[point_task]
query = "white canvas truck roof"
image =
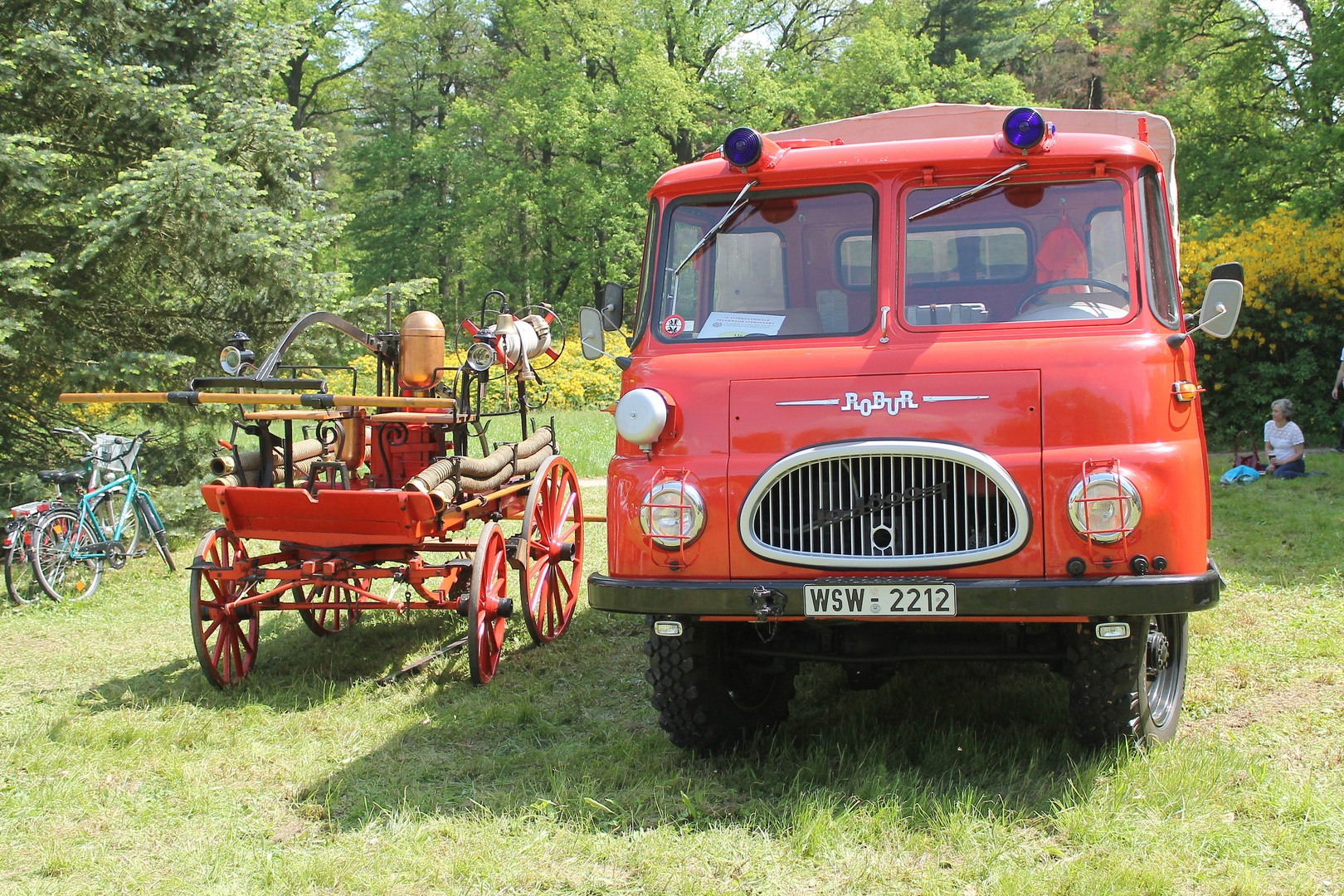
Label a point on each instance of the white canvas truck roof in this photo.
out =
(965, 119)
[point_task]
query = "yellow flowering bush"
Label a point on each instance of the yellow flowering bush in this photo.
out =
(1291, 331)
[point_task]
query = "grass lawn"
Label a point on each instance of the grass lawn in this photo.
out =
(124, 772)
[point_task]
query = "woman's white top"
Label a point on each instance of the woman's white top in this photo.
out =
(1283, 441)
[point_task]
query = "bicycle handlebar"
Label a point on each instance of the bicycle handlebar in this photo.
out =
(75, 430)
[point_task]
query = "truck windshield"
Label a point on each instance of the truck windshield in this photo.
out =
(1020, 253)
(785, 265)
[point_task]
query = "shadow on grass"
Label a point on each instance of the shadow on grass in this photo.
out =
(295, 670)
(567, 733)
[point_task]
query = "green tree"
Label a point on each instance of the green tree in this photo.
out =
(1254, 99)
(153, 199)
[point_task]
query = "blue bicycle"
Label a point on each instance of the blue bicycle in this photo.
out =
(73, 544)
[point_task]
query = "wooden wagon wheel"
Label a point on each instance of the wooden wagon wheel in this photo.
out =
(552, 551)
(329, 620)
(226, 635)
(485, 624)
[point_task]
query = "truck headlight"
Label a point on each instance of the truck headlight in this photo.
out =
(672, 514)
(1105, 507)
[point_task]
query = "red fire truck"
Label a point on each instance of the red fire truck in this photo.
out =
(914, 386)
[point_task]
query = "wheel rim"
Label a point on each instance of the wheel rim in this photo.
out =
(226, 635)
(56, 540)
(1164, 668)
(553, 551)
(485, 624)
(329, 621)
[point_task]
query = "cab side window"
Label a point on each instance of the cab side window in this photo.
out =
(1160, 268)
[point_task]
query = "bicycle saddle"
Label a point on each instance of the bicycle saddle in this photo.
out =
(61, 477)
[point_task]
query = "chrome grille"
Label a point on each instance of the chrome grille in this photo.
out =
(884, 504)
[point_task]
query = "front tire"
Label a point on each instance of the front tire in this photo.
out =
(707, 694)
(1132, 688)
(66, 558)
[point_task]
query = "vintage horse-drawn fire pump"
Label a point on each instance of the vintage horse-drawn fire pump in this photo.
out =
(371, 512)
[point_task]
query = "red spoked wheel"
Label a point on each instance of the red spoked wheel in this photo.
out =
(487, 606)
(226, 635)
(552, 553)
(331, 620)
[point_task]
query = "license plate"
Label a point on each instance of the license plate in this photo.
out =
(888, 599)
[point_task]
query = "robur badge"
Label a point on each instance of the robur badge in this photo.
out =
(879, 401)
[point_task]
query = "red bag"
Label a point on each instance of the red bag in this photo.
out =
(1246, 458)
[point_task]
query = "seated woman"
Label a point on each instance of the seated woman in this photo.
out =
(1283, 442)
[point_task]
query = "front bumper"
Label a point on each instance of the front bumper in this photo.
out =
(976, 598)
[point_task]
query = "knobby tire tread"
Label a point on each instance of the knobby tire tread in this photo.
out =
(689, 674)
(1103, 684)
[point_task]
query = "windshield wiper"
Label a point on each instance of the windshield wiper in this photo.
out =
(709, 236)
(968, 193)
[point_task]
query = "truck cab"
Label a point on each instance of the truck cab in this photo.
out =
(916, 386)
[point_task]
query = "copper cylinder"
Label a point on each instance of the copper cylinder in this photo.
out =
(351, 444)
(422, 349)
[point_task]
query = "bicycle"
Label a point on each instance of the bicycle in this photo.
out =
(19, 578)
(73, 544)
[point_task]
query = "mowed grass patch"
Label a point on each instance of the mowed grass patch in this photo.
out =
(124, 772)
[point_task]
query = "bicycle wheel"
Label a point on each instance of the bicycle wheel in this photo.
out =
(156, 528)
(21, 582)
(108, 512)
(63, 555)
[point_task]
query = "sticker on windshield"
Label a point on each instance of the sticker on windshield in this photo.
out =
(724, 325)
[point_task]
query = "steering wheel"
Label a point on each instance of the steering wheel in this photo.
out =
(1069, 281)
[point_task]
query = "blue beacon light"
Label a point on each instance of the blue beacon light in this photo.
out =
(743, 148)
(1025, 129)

* * * * * * *

• _EXERCISE AIM_
Reproduce all of the lines above, substituting "Place a marker on" for every occurrence of "Label a point on" and leaving everything else unchanged. Omit the pictures from your answer.

• _TASK OUTPUT_
[point_task]
query = "white canvas truck roof"
image =
Place a marker on each instance of the white canvas truck roof in this photo.
out =
(965, 119)
[point_task]
query = "yellow flowering bush"
Place a marker on each instance of the yellow flowering bush in this photo.
out =
(1291, 331)
[point_task]
query = "grass lawn"
Place a marker on each instance of the grass lawn in this photo.
out =
(124, 772)
[point_task]
query = "woman's white top"
Place a marker on each instance of the woman's white top in this photo.
out =
(1283, 441)
[point_task]
query = "bicycle handlebar"
Place a marker on each instance of the bicycle handlebar in this photo.
out =
(75, 430)
[point_task]
query = "truck windshield"
Place a marker on each instance of the truck windshield in this photo.
out =
(1020, 253)
(785, 265)
[point_task]
query = "shadow on grass"
Place a marker on each instance of the shadow on grass in this photo.
out =
(295, 670)
(567, 733)
[point_task]
query = "green tree"
Place a marker on each instance of the green tree in this photo.
out =
(1254, 99)
(153, 199)
[point_task]
query = "blue bicycle"
Place a marker on each instance of the blue bicycle in this photo.
out =
(73, 544)
[point_task]
query = "wooden wagon wheel"
Place a marker on each instance of the wooden wagon wheel in this photo.
out =
(552, 551)
(329, 620)
(226, 635)
(485, 624)
[point_task]
query = "truck headlight"
Place a marker on each instance of the truck headlight in this photo.
out =
(672, 514)
(1105, 507)
[point_task]
query = "red fire truck"
Place a marker on each instance of the red fire truck in this photo.
out =
(914, 386)
[point_task]
query = "wheel rim"
Place a marker on each instance of the wheel rim in this photo.
out =
(226, 635)
(56, 540)
(1164, 668)
(553, 551)
(485, 624)
(329, 621)
[point_task]
query = "cab side window"
Place a marker on each instance of the cab side window in this photo.
out =
(1160, 268)
[point_task]
query = "bicycle saddle"
Place a marker on each instance of the bicycle saddle in this photo.
out =
(61, 477)
[point_task]
query = "chrome grille"
Place a marker on each instance of the chrome grille in this photo.
out =
(884, 504)
[point_task]
query = "front tire"
Place a marker on each instance of the front tire in this photo.
out =
(707, 694)
(1132, 688)
(66, 558)
[point_task]
query = "vintage horse-drawn fire pump"
Place a marker on each instance of the vintage horse-drawn fire pump in this photo.
out =
(371, 512)
[point_task]
query = "red spoked wheel"
Place a marker on each instance of the red spoked wheel in this photo.
out =
(487, 606)
(226, 635)
(552, 553)
(331, 620)
[point_task]
query = "license plate"
Place a marker on each instance of the license plate in this photo.
out =
(888, 599)
[point_task]
query = "robur badge"
Place a marker on each instance of the robur badge in this photo.
out =
(879, 401)
[point_task]
query = "red bag"
Place a marker on each instance of the red bag in this photo.
out =
(1246, 458)
[point_task]
query = "seated woman"
Place a marker on each instance of the seated woman in this photo.
out =
(1283, 442)
[point_task]
query = "front bumper"
Place a marker on each instance of the front bumper in this photo.
out =
(976, 598)
[point_task]
query = "knobby tire tread"
Place a marker on each instance of the knobby tire tread in this photo.
out =
(689, 674)
(1103, 684)
[point_task]
query = "windshield wiper"
Place a marker on each instance of the windshield wiper in this photo.
out =
(709, 236)
(968, 193)
[point_task]
query = "truck cab"
Place a marker on each instance of the truck cab in this photo.
out =
(916, 386)
[point_task]
query = "copper cylinder"
Place a marker on each instance of the copper cylinder in this photo.
out =
(351, 444)
(422, 349)
[point_task]
query = "bicycle"
Place a marker on each instance of the bicycle in this photo.
out =
(19, 578)
(73, 544)
[point_task]
query = "mowed grass patch"
Place a marker on each instance of the mowed grass patch in this photo.
out =
(124, 772)
[point_task]
query = "bicycle wheel"
Place a marker on each instance of the bicycle wheel in this photo.
out =
(156, 528)
(21, 582)
(108, 512)
(63, 555)
[point_task]
query = "sticker on windshield"
Place a marker on each instance of the sticker on windshield in this photo.
out =
(724, 325)
[point_task]
query = "steering wheel"
Place a marker on each instance of the steering wheel in this photo.
out =
(1069, 281)
[point_task]
query = "blue beacon light"
Place a marker on each instance of the blue beacon light in this photo.
out =
(743, 148)
(1025, 129)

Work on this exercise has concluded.